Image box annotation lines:

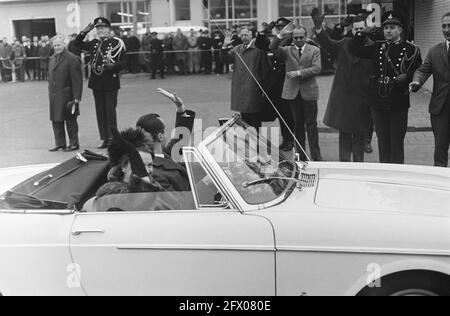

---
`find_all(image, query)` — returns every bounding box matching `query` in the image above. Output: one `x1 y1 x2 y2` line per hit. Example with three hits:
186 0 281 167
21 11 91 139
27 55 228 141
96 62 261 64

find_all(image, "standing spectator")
163 33 175 74
225 28 270 131
350 12 422 164
256 18 294 152
75 17 126 149
198 31 212 75
39 41 52 80
212 30 225 75
270 23 323 161
141 32 152 73
127 31 141 74
150 32 164 79
48 36 83 152
24 39 34 80
220 30 234 74
410 13 450 167
313 14 372 162
173 29 189 75
12 41 26 82
27 36 41 80
0 37 13 82
188 29 200 74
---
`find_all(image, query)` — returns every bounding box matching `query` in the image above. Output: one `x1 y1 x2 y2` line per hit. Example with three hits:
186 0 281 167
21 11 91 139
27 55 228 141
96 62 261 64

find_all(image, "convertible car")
0 116 450 296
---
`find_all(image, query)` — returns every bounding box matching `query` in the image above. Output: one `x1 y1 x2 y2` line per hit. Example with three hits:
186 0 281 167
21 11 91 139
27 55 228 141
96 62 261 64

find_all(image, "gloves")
112 128 149 178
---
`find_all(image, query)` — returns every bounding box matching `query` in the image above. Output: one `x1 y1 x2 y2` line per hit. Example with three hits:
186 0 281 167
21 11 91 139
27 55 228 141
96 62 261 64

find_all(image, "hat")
94 17 111 28
381 11 403 27
276 18 292 26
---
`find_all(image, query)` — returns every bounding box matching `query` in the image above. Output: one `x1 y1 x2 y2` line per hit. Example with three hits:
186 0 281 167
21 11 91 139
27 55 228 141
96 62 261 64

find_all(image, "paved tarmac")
0 74 442 167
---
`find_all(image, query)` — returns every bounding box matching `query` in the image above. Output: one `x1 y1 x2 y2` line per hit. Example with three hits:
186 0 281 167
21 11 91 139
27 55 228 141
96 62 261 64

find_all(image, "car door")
71 153 275 296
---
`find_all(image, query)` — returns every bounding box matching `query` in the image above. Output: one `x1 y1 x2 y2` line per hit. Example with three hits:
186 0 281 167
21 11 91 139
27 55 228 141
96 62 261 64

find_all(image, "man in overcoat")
313 11 373 162
48 36 83 152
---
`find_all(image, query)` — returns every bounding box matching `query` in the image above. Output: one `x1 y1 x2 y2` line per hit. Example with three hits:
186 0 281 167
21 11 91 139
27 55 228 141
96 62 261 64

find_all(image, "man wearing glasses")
410 12 450 167
270 23 322 161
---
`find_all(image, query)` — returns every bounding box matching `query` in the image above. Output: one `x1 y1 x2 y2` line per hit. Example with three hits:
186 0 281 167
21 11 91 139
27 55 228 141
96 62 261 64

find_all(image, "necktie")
447 44 450 65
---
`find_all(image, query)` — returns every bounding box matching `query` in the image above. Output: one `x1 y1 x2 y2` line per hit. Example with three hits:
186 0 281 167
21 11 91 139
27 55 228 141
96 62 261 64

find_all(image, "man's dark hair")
136 114 166 139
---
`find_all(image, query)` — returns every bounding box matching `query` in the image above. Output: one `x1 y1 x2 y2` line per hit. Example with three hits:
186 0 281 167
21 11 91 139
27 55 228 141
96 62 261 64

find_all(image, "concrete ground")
0 74 442 167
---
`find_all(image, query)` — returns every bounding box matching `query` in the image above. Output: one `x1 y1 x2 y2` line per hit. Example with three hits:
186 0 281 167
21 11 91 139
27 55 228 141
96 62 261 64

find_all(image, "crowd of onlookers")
0 35 54 82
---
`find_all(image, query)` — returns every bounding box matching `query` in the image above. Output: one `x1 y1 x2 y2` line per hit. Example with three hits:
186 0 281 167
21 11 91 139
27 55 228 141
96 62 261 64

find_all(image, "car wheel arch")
356 270 450 296
345 259 450 296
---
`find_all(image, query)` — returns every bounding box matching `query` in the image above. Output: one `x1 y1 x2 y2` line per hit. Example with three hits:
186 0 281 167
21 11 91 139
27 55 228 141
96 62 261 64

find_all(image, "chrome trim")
116 244 275 252
277 246 450 257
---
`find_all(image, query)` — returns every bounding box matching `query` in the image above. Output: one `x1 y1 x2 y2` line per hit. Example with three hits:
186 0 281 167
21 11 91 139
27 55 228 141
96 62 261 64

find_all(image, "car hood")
315 164 450 217
0 164 56 195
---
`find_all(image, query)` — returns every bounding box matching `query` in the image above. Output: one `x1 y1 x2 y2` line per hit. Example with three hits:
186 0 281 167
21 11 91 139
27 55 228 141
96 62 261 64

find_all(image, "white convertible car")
0 117 450 296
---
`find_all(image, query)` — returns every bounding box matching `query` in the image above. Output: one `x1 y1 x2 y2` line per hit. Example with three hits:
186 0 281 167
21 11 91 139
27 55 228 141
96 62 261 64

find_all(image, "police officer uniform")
150 32 164 79
350 12 422 164
74 18 126 148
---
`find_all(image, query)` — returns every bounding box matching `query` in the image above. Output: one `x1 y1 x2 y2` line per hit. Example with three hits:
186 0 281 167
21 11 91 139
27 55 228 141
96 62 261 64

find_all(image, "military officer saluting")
74 18 126 149
350 12 422 164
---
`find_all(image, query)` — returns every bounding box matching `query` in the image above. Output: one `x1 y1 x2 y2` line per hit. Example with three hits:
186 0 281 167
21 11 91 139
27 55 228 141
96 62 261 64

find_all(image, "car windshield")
206 119 299 205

» **STATED PROBLEM**
Rewrite the lines starting at the beginning of the records and ending at the line that contains "188 29 200 74", keeping every line but shifting each box coordinate in the answers by -14. Leave the pictures out of your answer.

» **ANSWER**
---
`find_all(image, query)` — returns every bounding box matching `query` in the image above. Output: one `x1 y1 x2 y2` line per hit. Example with three hits:
186 0 281 167
21 11 91 139
27 55 228 141
96 62 261 64

find_all(image, "standing spectator")
149 19 161 60
211 14 256 117
336 -2 408 150
242 4 280 138
61 3 112 135
184 17 198 61
25 27 38 66
198 16 211 61
256 9 309 147
127 18 138 59
113 17 127 60
136 18 150 65
34 22 69 138
10 25 20 66
206 16 220 60
396 -1 436 153
299 0 358 148
159 15 175 61
-2 27 12 68
13 22 27 66
-14 23 -1 68
174 15 186 60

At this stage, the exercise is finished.